Data listing
begin

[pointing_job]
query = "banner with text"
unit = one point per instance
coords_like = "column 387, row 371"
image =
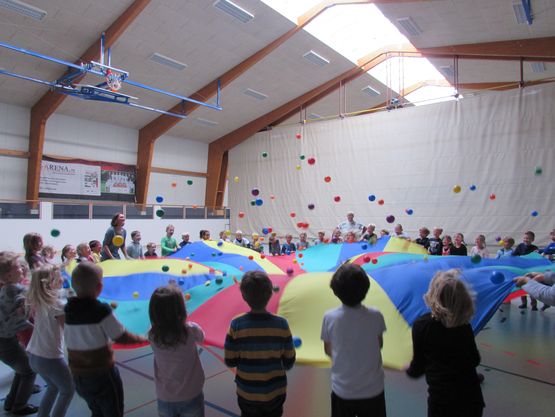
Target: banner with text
column 90, row 180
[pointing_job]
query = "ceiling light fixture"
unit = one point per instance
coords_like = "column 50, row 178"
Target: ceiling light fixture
column 23, row 9
column 409, row 26
column 169, row 62
column 233, row 10
column 372, row 92
column 256, row 94
column 316, row 58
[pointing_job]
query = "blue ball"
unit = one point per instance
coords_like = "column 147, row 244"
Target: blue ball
column 497, row 277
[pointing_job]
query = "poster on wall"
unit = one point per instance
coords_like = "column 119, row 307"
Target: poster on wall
column 90, row 180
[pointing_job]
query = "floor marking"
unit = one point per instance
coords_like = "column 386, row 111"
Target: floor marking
column 541, row 381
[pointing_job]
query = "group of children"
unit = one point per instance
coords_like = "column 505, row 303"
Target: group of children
column 259, row 344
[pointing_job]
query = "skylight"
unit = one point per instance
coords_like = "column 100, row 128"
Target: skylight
column 357, row 30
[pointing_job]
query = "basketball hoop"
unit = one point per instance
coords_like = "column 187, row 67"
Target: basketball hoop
column 113, row 81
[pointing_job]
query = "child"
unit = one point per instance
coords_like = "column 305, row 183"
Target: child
column 273, row 245
column 458, row 247
column 353, row 338
column 13, row 319
column 480, row 248
column 89, row 328
column 321, row 238
column 507, row 249
column 260, row 345
column 96, row 248
column 350, row 237
column 303, row 243
column 522, row 249
column 45, row 349
column 178, row 373
column 256, row 244
column 32, row 243
column 446, row 245
column 336, row 237
column 151, row 250
column 184, row 240
column 288, row 246
column 422, row 239
column 84, row 253
column 168, row 242
column 48, row 253
column 370, row 235
column 549, row 250
column 68, row 254
column 135, row 249
column 436, row 246
column 445, row 350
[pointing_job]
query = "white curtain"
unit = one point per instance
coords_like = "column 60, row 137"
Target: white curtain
column 411, row 158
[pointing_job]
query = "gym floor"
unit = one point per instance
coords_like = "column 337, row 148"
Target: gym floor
column 517, row 361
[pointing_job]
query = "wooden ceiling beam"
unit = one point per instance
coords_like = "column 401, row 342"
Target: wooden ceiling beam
column 50, row 101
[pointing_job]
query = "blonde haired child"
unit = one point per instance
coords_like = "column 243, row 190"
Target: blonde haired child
column 45, row 349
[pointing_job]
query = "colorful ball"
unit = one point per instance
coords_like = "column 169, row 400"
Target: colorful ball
column 118, row 241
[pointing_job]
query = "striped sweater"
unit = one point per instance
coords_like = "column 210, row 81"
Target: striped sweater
column 261, row 347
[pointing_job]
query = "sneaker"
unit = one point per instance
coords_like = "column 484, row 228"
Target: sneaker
column 25, row 411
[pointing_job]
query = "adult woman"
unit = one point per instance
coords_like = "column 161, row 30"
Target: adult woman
column 114, row 239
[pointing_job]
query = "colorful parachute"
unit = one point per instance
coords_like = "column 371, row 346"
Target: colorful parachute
column 399, row 272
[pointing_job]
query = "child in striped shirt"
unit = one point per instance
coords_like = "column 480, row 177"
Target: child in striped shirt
column 259, row 344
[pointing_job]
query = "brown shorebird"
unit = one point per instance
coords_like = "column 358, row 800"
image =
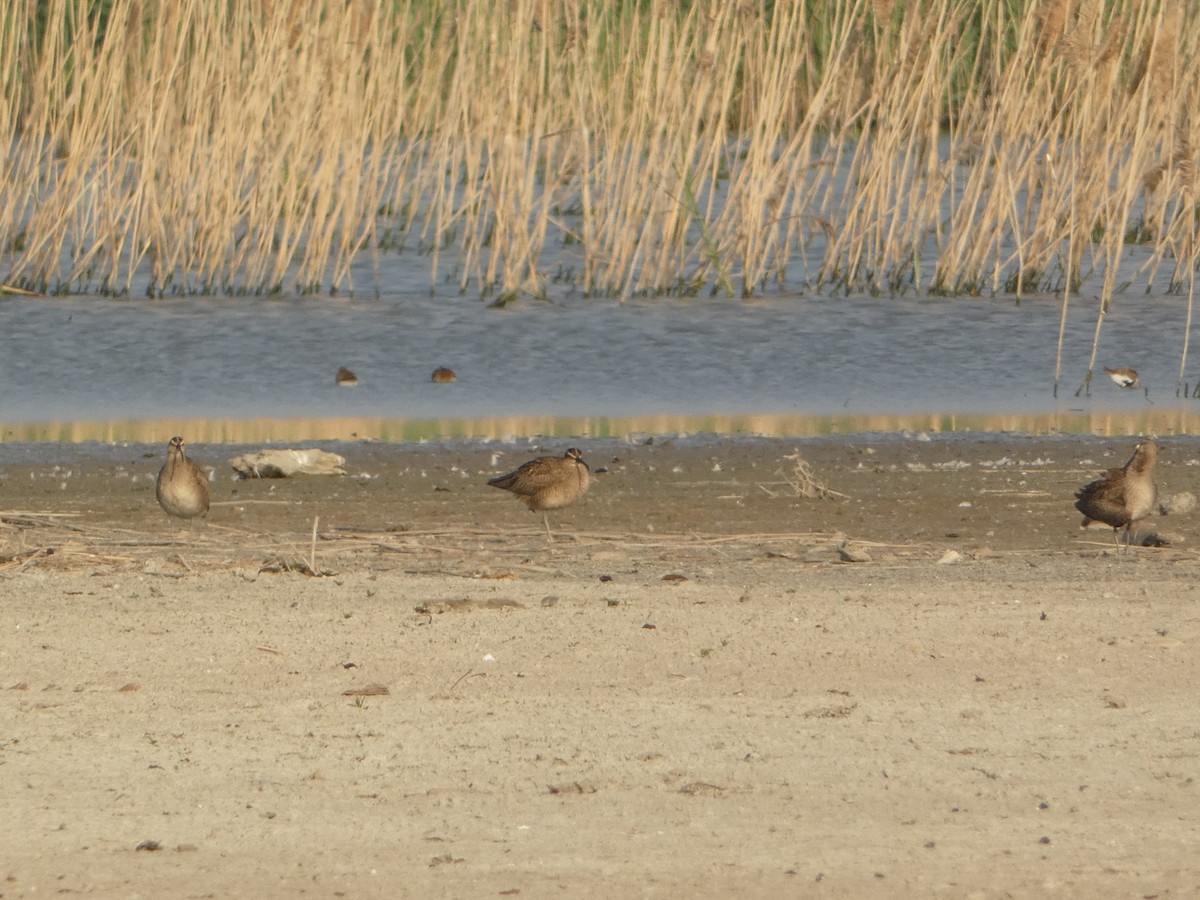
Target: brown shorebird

end

YOUR TASK |
Filter the data above to the lines that contain the string "marking", treating the match as case-sensitive, and copy out each matching line.

TASK SOLUTION |
query = "floor marking"
Target: floor marking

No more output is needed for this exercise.